A currency that has lost 95% of its value in less than a hundred years is not what I would describe as successful. A system that permits people to create as much money as they want, out of thin air, without having to bear the consequences of such actions, is also not a system that I would call successful, or even prudent. A system that allows a single person to arbitrarily decide how much supply of money is the exact proper amount is not a good system (that's what Hayek called the fatal conceit, the arrogant idea that a single person could ever possibly know exactly how much supply is needed for a good outside the natural bounds of the market). All of these reasons are probably why the US Constitution does not permit Congress to operate a central bank, which is what the Federal Reserve is. So even if you do think it is a good idea, then shouldn't we at least do so legally?

A system that requires government officials to live within their means, to finance all spending with taxes, and spend no more than they bring in, would be much better, and certainly more fiscally sane. Some people think that some form of a "gold standard" would accomplish that, and others don't. It's a topic that ought to be debated. What ought to be so objectively obvious so as to be beyond debate is the fact that socialism does not work. And a central bank, which is founded on the idea that a single central planner ought to declare by fiat the supply of a good (money) is as socialist an institution as you can find.

====

WHAT IS ASKED:
A. In one to three sentences, explain why the passage on central banking considers a system in which a single person decides the proper money supply to be a bad one.
B. According to the passage on central banking, how much of its value has the currency lost, and over what period?

(Records from a dataset)
====

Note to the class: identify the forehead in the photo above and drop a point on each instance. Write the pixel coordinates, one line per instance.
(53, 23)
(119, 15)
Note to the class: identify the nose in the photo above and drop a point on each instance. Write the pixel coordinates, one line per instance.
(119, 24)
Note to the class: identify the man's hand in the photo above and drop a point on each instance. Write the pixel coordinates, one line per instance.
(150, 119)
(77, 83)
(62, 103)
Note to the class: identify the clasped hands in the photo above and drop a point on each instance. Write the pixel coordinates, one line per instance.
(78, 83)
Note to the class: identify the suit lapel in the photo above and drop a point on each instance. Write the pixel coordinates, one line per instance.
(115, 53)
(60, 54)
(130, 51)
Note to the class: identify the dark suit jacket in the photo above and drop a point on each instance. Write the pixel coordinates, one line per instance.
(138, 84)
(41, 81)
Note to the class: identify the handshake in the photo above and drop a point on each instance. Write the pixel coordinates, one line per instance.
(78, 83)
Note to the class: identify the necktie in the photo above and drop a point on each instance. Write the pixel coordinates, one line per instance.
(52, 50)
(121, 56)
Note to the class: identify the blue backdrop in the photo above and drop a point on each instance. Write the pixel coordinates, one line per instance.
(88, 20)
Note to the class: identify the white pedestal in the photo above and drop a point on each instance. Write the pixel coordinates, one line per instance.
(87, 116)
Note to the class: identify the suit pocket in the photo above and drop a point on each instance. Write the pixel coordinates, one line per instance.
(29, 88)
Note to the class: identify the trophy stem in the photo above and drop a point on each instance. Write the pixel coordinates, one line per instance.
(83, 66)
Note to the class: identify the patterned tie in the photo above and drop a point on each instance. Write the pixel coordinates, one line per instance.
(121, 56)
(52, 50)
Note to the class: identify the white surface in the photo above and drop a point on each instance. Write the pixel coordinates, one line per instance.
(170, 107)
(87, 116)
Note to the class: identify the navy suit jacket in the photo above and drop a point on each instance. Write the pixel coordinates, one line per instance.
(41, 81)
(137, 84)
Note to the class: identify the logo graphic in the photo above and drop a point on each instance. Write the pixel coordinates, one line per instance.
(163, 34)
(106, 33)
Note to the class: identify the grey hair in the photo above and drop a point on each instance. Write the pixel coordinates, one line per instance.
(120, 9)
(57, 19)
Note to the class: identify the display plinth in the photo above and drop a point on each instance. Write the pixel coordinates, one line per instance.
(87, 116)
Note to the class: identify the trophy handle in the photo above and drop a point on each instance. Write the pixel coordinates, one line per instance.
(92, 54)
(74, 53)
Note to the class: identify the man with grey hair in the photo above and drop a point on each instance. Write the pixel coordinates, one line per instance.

====

ANSWERS:
A. The passage calls such a system an instance of what Hayek named the fatal conceit. This is the arrogant idea that a single person could ever know exactly how much supply of a good is needed outside the natural bounds of the market.

B. It has lost 95% of its value in less than a hundred years.